Page text –

[Start of Attachment]

No-one needs reminding that aviation faces two crises. One of course is Covid-19; hitting finances, operations and staff- and passenger-confidence like a wrecking ball, it is urgent.

The other is climate change, which can be viewed as an aviation wrecking ball hitting the planet or a growing backlog of regulatory, taxation and consumer pushback building momentum to whack aviation. Either way, it is way past time for the industry to get serious about decarbonisation.

Aircraft refueling

Source: Shutterstock

Alternative to kerosense-based fuel infrastructure will be required

Efforts to date have been earnest, but hardly effective. Biofuels make good PR stunts but will never scale up. Likewise, such wheezes as pulling CO2 out of the air to make jet fuel grab headlines but their prospects for denting the problem are at best remote. Hybrid-electrics would appear to be marginal rather than transformative. Batteries are fine for road-going vehicles, but flying performance for large aircraft remains a dream.

In any case, electric schemes and radical airframes are talked about in a 2050s timeframe and assume the development of exotic technologies like high-temperature superconductors that may never exist – while high voltage at high altitude is nightmare physics (strangely another problem where corona is the prefix).

Aviation needs to come together globally around one single, achievable technology and pool its resources to develop a global system of hardware, infrastructure and skills that could replace the universal kerosene system that works today.

[End of Attachment]

Study questions –
a) Rewrite the aviation decarbonization text starting with "Source: Shutterstock" and going on through "is the prefix).", putting "Fuel cells" in place of "Batteries".
b) Answer these questions from the aviation decarbonization text:
(i) What two crises does the text say aviation faces?
(ii) In what timeframe are electric schemes and radical airframes talked about?
(iii) What does the text say make good PR stunts but will never scale up?
c) Continue the aviation decarbonization text from its last sentence.

Supplied information –
[Start of Attachment]

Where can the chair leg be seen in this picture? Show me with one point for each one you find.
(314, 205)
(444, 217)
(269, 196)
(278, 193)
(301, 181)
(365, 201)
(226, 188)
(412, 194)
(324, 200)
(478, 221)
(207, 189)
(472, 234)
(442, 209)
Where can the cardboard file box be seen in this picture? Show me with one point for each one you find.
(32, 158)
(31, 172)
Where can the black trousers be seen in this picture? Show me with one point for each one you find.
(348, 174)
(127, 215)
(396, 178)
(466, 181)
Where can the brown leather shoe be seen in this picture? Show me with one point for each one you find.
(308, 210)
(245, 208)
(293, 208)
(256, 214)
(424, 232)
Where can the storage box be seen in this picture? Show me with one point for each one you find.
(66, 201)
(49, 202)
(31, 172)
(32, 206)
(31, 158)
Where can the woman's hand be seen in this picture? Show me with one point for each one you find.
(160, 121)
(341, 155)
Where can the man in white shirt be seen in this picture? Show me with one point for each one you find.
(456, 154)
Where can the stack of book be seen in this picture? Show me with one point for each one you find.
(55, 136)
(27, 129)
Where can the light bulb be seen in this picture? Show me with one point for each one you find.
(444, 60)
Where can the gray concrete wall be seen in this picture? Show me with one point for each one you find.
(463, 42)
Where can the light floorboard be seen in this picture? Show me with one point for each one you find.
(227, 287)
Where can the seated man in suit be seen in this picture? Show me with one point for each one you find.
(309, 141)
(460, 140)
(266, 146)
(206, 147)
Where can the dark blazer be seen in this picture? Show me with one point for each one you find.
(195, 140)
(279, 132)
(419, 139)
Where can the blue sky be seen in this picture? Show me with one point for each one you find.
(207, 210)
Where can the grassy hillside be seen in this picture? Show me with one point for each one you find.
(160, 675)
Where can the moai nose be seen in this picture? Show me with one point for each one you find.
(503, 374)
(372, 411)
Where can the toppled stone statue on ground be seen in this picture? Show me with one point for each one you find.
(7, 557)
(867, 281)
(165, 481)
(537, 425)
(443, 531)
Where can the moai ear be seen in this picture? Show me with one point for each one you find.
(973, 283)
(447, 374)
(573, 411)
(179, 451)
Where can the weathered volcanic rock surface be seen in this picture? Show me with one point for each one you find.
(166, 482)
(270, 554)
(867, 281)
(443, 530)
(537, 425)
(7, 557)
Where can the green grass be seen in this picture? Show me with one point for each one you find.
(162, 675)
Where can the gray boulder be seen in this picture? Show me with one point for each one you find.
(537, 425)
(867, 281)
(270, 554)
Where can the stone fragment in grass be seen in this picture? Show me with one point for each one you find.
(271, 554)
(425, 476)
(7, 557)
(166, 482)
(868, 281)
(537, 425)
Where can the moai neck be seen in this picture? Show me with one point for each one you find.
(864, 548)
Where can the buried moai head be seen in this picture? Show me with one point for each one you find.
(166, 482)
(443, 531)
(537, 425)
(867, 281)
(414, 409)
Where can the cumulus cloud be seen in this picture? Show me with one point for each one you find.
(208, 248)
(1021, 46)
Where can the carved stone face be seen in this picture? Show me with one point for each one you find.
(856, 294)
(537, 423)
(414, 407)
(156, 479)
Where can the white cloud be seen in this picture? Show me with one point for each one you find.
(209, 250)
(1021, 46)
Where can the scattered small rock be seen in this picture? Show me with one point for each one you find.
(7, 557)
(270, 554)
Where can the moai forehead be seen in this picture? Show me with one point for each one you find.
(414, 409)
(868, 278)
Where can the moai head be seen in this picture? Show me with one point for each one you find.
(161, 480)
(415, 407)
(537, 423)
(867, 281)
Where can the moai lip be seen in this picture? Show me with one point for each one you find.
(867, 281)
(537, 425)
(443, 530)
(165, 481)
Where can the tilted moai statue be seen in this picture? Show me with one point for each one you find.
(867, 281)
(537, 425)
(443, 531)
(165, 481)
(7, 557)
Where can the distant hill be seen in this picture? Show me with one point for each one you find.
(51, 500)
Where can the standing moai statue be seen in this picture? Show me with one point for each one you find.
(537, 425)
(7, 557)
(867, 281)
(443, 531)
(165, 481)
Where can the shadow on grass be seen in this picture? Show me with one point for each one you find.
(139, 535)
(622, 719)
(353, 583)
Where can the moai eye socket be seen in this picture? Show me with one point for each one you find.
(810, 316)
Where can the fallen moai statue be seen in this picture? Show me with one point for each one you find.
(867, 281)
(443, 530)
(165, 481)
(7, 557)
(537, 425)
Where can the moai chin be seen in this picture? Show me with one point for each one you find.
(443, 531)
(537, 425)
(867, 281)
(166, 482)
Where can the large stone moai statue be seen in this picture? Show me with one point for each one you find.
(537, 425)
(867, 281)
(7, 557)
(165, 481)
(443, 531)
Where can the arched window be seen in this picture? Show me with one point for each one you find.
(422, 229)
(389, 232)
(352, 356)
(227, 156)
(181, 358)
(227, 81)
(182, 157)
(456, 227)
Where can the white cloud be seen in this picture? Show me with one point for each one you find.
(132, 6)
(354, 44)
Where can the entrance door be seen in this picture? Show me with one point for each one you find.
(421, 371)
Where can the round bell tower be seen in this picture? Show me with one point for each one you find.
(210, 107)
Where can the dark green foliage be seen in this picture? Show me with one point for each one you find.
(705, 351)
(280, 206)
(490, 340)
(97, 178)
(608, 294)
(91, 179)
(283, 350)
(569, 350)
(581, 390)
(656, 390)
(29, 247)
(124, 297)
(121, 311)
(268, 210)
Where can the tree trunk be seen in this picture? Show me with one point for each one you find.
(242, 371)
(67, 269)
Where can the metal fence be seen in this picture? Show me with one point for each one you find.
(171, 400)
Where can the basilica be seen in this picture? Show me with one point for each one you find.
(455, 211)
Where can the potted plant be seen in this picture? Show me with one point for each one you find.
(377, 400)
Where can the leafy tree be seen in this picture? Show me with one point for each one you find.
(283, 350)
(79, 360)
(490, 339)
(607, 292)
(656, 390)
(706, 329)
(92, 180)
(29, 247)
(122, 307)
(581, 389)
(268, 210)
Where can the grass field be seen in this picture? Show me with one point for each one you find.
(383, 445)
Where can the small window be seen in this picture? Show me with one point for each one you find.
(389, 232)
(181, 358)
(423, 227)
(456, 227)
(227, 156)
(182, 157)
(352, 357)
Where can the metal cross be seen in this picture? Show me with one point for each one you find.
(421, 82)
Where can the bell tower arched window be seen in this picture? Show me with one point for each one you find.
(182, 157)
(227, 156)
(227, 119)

[End of Attachment]

Task answers –
a)
Source: Shutterstock

Alternative to kerosense-based fuel infrastructure will be required

Efforts to date have been earnest, but hardly effective. Biofuels make good PR stunts but will never scale up. Likewise, such wheezes as pulling CO2 out of the air to make jet fuel grab headlines but their prospects for denting the problem are at best remote. Hybrid-electrics would appear to be marginal rather than transformative. Fuel cells are fine for road-going vehicles, but flying performance for large aircraft remains a dream.

In any case, electric schemes and radical airframes are talked about in a 2050s timeframe and assume the development of exotic technologies like high-temperature superconductors that may never exist – while high voltage at high altitude is nightmare physics (strangely another problem where corona is the prefix).

b)
(i) Covid-19 and climate change
(ii) A 2050s timeframe
(iii) Biofuels

c)
There is no magic technology bullet, but the one approach that looks viable is hydrogen – to power fuel cells or for direct combustion in gas turbines. The necessary timescale is frighteningly short – barely 15 years on the probably-optimistic assumption that zero-carbon aviation from 2050 is soon enough to avert climate breakdown – and there’s no guarantee of technical success or a cost-effective outcome.

Working in aviation’s favour is the fact that this project comes in two, parallel phases. One is to make hydrogen aircraft work. The other – with which aviation does not have to directly concern itself – is to develop a system for generating huge volumes of clean hydrogen, which has its own separate research and technology thrust.

To make both of those pillars solid in short time is a tall order, and we cannot afford the luxury of waiting until good economic times return to barter over who pays.

But the present system of carrying on as usual while trying to shave a couple of percent off fuel burn and throwing a little money at headline-grabbing initiatives is greenwashing while the world burns.